TASK BRIEF
Copy out the rows below verbatim, beginning at the line containing "Target: light blue denim jacket" and continuing through the final line of the rows, with both of those lines included.
## begin DATA FOR THE TASK
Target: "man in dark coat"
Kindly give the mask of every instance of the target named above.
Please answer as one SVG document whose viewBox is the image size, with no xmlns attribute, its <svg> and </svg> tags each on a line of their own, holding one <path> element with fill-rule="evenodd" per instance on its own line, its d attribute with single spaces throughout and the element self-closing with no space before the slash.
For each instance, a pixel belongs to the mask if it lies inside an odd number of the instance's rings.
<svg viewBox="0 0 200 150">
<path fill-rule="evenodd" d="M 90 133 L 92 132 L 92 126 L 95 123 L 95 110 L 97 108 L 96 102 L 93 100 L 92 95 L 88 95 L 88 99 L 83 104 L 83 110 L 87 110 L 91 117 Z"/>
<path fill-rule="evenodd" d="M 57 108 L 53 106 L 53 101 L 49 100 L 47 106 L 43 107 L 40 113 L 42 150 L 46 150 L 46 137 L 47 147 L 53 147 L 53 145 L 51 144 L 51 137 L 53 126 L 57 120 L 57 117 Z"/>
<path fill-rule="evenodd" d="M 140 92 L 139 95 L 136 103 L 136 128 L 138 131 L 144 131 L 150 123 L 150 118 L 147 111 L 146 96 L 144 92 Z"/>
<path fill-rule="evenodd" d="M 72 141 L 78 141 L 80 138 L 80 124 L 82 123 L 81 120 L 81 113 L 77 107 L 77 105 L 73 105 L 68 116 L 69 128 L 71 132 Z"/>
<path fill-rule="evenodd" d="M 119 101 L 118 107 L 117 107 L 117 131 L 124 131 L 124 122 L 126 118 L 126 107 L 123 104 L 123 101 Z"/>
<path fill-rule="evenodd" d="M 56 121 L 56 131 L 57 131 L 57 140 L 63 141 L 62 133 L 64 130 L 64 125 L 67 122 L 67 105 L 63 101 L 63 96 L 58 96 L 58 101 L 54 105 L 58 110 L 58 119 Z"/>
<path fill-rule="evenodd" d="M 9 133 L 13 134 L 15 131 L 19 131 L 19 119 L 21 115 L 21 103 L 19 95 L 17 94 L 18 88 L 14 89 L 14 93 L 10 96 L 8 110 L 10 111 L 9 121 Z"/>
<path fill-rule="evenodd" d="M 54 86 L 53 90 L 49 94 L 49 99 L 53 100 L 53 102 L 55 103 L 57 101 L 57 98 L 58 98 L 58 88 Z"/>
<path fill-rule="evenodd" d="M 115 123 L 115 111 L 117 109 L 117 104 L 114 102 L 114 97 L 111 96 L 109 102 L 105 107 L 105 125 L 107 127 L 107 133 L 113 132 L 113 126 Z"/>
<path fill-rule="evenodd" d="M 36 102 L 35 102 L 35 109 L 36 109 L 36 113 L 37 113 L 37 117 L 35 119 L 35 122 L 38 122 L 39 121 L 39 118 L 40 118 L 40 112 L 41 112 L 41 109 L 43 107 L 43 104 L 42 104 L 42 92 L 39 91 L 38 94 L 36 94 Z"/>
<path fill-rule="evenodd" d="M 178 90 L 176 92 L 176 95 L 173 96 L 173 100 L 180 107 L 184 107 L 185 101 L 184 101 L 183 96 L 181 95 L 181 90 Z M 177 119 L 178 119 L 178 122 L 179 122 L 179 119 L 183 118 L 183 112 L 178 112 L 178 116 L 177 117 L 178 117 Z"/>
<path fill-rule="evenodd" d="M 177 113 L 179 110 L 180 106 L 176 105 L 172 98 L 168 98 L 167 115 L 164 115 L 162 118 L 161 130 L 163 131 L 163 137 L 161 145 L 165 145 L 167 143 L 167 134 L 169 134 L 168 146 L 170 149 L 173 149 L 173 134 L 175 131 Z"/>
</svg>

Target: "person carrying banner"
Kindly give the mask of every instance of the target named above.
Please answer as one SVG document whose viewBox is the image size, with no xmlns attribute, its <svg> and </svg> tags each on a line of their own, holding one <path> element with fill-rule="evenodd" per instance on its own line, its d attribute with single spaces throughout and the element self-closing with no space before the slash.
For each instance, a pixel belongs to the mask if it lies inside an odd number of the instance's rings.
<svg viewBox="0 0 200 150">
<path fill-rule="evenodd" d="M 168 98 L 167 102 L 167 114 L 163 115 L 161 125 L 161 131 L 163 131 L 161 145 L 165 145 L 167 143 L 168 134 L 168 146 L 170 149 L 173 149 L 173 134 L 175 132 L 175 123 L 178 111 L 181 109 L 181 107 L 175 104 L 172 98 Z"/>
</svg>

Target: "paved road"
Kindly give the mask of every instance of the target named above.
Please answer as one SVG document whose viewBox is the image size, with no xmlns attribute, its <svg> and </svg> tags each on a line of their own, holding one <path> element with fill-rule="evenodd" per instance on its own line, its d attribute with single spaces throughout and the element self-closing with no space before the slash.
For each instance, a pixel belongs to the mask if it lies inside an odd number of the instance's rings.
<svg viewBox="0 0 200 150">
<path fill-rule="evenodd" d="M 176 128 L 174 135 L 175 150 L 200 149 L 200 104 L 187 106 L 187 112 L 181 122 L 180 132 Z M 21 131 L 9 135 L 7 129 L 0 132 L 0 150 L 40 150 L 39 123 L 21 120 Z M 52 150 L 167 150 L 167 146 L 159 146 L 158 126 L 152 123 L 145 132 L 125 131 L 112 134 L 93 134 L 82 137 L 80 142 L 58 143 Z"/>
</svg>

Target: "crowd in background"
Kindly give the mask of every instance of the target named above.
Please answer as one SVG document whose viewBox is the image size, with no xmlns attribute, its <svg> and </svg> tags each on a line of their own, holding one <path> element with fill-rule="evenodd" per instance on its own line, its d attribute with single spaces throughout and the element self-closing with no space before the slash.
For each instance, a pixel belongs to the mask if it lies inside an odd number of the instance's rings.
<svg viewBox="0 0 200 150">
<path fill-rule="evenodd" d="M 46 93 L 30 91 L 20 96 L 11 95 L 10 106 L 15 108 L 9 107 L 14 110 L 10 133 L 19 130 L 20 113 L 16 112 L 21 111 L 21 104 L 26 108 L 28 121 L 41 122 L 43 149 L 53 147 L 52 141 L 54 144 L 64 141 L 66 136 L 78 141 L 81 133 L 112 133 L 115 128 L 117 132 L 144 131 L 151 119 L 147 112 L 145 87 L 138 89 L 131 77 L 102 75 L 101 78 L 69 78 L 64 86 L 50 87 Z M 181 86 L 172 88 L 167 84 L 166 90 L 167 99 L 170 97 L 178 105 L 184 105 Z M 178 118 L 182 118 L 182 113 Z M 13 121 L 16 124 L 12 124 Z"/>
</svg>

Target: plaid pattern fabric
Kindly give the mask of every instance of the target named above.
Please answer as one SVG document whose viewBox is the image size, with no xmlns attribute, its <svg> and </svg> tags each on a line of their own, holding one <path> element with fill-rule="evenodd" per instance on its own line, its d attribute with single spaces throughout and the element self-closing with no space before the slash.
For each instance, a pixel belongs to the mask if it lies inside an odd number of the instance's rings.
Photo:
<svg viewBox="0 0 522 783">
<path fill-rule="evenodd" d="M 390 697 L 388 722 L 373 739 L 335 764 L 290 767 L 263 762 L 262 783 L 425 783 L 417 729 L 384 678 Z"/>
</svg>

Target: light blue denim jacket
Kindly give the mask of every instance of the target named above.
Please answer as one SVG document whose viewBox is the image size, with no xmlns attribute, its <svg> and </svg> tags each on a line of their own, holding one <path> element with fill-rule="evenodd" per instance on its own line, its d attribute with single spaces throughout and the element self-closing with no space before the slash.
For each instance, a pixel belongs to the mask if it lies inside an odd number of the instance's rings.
## end DATA FOR THE TASK
SOLUTION FOR THIS PROBLEM
Target: light blue denim jacket
Kindly give the mask of every instance of the target named above.
Please answer as one SVG document whose viewBox is the image size, with no xmlns attribute, its <svg> and </svg> tags each on a line of their own, holding one <path> element with fill-rule="evenodd" per instance on its own line, its d attribute with single spaces throughout and the element self-closing with no space before the slash.
For each instance, a pixel belongs to the mask if it lies inside an odd number of the instance's rings.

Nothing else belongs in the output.